How to complete this task
Find "of the calf's" and "of the metal" in the records below. Copy the lines holding them and every line between, exactly, and no others.

Supplied data
=== Section Start ===

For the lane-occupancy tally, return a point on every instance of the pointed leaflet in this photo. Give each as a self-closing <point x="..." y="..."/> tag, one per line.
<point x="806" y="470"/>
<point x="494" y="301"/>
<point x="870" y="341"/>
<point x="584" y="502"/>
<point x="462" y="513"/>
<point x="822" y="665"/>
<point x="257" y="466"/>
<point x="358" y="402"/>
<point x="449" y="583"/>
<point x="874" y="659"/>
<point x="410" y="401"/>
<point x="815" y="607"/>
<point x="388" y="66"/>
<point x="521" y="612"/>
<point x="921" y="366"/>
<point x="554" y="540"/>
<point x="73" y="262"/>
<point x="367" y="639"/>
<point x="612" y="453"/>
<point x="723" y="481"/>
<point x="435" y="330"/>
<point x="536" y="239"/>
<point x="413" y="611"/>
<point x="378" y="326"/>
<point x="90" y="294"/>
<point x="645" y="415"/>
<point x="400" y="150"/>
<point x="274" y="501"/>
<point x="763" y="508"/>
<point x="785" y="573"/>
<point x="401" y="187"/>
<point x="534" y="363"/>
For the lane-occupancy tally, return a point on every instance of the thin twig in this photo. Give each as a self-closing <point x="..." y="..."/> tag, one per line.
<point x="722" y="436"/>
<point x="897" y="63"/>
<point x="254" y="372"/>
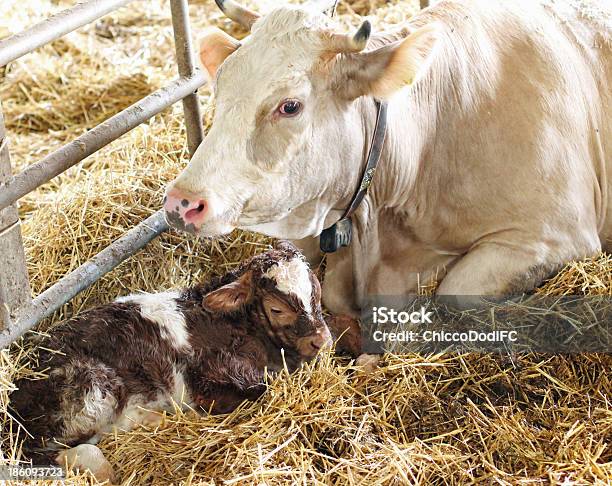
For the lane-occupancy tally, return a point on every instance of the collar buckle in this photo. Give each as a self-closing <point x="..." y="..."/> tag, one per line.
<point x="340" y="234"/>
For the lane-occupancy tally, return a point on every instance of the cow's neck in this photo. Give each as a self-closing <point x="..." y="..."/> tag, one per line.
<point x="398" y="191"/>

=== Section End ===
=== Section Start ===

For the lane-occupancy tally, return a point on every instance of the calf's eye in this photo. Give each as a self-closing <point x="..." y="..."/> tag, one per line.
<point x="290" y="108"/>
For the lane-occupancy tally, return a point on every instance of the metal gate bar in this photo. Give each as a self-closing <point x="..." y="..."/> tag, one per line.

=== Section End ===
=== Section Start ===

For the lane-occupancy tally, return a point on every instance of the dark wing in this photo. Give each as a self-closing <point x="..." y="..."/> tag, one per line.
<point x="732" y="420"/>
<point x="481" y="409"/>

=== Section End ===

Your solution
For the lane-occupancy tally, return a point on every instance of the calf's eye in this photo. Give each as a self-closing <point x="..." y="..."/> tag, one per line.
<point x="290" y="108"/>
For the lane-occupancy tally, return a point on every instance of the metal gate bar in this photo. Give each as a self-closing <point x="..." y="..."/> tag, one per line.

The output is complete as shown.